*What is expected*: Reproduce the records from their start through the line containing "[[140, 366, 302, 528], [1031, 377, 1342, 688]]", substituting "object detection model" for "visual grounding model" and leaving everything else unchanged.

# START OF Dataset extract

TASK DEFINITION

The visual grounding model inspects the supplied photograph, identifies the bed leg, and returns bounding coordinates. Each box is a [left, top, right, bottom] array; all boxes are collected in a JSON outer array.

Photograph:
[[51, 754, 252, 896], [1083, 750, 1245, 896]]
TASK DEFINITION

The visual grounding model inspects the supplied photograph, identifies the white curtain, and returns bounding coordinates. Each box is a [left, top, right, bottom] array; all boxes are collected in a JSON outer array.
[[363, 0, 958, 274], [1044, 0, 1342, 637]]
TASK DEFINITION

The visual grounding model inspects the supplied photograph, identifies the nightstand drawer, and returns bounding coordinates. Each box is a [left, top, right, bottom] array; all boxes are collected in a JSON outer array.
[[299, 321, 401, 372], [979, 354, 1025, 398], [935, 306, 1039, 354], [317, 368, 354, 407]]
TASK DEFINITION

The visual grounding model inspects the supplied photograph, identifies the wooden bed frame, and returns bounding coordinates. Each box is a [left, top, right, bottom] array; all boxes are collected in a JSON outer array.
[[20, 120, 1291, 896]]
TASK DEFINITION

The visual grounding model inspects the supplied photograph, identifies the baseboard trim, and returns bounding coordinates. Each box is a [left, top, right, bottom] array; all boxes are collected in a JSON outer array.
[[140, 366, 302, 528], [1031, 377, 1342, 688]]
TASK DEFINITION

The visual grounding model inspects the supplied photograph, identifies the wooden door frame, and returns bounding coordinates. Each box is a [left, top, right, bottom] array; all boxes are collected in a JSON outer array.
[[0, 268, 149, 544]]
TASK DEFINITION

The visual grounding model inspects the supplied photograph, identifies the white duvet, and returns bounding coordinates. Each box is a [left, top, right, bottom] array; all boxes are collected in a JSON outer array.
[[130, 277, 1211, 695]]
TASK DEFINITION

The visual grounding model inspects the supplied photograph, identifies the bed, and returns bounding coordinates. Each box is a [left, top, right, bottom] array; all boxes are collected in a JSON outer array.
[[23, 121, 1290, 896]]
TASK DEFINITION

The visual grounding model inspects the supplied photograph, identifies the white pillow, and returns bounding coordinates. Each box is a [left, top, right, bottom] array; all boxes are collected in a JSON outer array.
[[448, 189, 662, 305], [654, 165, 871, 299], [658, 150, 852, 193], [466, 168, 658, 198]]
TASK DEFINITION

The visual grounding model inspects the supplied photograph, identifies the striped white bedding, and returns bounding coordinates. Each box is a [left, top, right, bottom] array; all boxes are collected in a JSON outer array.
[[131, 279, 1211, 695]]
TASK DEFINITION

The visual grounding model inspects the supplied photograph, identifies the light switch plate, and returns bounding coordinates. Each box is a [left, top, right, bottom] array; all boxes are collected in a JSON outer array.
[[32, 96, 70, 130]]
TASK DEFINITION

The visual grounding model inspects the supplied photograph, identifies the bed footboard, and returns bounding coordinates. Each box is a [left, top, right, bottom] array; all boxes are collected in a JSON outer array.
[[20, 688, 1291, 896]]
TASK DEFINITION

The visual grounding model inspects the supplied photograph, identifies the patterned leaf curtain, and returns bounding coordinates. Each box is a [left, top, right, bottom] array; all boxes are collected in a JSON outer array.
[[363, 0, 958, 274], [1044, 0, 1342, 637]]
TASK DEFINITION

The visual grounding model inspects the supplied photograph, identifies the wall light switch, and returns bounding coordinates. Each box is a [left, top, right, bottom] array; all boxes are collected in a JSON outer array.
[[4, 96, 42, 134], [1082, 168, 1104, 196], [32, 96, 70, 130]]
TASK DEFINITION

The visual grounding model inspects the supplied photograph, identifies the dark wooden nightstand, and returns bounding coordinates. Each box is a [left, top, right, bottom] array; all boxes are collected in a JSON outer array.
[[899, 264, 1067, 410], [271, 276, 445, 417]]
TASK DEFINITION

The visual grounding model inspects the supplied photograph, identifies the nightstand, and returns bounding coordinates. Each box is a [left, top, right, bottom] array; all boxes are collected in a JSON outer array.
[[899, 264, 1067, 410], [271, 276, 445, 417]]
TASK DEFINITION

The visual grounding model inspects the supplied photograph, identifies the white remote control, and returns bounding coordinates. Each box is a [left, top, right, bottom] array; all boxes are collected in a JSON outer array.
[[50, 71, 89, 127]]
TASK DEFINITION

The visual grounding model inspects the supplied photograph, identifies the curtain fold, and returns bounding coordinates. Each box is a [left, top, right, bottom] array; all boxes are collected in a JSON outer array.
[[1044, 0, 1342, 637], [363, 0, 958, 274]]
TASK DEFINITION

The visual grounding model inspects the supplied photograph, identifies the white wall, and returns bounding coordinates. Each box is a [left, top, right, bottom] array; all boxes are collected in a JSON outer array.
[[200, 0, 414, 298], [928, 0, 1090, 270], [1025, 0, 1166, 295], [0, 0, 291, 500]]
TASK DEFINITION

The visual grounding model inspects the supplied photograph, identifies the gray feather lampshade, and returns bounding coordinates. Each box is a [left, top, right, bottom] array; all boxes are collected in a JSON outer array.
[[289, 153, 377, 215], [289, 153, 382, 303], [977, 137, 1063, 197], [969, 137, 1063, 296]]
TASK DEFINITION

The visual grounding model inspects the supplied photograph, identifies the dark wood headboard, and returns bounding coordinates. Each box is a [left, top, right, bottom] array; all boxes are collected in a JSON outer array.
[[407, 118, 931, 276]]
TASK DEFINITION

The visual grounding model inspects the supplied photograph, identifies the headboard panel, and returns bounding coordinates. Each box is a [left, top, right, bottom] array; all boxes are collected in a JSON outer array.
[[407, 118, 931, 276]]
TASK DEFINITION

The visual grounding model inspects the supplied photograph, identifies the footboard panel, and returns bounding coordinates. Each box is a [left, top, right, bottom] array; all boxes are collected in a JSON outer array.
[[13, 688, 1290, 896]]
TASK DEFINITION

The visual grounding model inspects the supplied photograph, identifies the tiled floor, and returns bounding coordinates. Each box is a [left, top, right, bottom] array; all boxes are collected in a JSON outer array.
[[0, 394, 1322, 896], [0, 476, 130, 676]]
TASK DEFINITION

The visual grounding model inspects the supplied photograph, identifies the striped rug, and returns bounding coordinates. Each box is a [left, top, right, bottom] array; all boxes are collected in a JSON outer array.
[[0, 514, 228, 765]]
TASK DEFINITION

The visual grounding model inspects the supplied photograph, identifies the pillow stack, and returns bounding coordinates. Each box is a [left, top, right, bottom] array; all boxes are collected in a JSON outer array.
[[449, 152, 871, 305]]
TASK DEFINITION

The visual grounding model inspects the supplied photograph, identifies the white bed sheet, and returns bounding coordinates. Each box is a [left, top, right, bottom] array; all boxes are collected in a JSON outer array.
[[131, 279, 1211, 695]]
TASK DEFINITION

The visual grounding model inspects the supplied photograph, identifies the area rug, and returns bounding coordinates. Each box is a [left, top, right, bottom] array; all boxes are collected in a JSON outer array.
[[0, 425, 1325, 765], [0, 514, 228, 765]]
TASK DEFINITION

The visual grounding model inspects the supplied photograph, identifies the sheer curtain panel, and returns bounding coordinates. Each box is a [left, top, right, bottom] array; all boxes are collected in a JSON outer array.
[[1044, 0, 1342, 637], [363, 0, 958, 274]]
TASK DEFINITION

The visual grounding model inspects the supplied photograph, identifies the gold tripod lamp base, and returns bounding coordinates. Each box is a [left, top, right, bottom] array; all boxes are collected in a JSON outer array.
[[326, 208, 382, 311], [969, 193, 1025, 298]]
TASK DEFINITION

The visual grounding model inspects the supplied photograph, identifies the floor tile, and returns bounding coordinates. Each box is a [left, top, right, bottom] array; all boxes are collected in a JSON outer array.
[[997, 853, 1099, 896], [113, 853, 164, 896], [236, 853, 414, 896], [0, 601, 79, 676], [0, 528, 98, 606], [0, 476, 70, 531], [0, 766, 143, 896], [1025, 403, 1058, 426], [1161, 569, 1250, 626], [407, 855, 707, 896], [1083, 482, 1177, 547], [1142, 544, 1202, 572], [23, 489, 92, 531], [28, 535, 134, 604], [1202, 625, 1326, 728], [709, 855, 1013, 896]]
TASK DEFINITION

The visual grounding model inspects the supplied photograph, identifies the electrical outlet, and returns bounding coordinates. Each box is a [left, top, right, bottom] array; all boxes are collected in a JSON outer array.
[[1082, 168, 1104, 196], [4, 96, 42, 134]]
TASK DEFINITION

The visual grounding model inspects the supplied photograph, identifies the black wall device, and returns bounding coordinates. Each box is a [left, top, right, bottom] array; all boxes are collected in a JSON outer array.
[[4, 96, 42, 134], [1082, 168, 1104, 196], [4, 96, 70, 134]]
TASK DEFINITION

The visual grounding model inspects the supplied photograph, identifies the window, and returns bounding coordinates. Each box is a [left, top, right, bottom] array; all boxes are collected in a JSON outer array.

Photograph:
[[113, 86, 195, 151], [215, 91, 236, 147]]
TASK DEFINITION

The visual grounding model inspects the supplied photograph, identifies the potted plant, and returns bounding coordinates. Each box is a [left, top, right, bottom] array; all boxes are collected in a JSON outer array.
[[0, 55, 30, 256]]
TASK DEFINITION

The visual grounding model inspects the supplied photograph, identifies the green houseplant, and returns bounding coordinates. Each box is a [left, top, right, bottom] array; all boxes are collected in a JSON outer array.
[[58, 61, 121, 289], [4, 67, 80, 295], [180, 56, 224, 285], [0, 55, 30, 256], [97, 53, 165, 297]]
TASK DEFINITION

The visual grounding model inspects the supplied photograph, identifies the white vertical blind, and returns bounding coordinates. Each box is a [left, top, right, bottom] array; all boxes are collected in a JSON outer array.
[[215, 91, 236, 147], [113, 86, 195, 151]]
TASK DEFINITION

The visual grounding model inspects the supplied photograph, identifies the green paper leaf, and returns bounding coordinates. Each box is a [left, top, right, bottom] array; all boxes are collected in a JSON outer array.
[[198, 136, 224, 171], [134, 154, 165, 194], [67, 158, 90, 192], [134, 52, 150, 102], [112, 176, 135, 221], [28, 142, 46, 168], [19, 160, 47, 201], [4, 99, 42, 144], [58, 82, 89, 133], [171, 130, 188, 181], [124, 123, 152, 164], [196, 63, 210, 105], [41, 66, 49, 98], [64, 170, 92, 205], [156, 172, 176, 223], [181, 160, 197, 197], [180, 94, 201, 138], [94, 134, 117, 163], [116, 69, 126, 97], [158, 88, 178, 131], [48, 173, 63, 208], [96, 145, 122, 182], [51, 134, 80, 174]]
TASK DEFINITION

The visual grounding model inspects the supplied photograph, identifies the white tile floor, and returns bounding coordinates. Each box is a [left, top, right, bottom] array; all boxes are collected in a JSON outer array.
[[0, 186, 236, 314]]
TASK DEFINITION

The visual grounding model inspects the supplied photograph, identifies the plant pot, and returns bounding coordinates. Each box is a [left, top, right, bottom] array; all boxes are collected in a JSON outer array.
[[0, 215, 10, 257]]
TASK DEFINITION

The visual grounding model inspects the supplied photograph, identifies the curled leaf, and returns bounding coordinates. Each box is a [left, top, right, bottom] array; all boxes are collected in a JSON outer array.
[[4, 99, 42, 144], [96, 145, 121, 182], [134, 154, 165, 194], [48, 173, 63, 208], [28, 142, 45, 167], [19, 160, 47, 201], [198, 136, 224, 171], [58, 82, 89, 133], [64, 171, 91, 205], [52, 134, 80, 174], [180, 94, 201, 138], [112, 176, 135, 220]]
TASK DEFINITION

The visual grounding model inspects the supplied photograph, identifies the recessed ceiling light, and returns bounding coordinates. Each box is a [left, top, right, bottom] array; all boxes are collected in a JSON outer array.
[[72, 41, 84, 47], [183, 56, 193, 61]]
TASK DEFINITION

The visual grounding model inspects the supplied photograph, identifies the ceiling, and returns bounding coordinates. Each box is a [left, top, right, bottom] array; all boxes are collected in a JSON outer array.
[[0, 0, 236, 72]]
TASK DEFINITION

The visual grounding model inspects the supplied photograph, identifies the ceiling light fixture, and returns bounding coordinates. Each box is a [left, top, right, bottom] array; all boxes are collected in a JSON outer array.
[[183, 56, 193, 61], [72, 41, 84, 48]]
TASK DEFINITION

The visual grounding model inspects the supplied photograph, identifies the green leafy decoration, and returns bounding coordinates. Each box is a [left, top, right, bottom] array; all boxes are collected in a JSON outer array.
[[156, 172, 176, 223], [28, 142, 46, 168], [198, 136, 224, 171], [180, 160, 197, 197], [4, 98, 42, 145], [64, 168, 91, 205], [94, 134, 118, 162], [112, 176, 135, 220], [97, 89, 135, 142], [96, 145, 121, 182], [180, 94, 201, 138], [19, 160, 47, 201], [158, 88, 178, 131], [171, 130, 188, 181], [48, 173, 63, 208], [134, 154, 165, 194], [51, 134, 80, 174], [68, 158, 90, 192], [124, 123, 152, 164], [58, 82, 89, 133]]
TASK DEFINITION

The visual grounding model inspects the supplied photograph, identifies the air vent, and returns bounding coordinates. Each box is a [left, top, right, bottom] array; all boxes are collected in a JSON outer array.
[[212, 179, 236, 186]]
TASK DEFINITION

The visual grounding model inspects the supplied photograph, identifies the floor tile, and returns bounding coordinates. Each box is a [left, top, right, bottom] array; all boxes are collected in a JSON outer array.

# END OF Dataset extract

*Reply*:
TASK DEFINITION

The object detection model inspects the supplied photograph, identifies the bed leg, and returns bounding coordinates. Each box is a [left, top, right, bottom] array; all boxes are collected in a JSON outer array.

Photograph:
[[51, 754, 252, 896], [1083, 750, 1245, 896]]
TASK DEFINITION

The object detection model inspects the supplied photograph, identifies the white curtain, and returns bounding coordinates. Each box is a [left, top, right, bottom] array; all boxes are collected in a JSON outer array.
[[363, 0, 958, 274], [1044, 0, 1342, 637]]
TASK DEFINITION

The object detection model inspects the supplied photograph, identifies the nightstand drawer, and returns bounding coordinates. Each box is a [left, top, right, bottom] array; all boxes are collected in a JSON outer array.
[[299, 321, 401, 372], [979, 354, 1025, 398], [935, 306, 1039, 354], [317, 368, 354, 407]]
TASK DEFINITION

The object detection model inspects the supplied photograph, identifies the wooden bed frame, and returns bounding coordinates. Each box is a [left, top, right, bottom] array; all boxes are collected in a JSON outer array.
[[20, 120, 1291, 896]]
TASK DEFINITION

The object detection model inspects the supplied photograph, identifies the baseboard trim, and returns bounding coordinates. Each box is a [left, top, right, bottom] array; all boxes are collected in a JSON outer array.
[[140, 366, 302, 528], [1031, 377, 1342, 688]]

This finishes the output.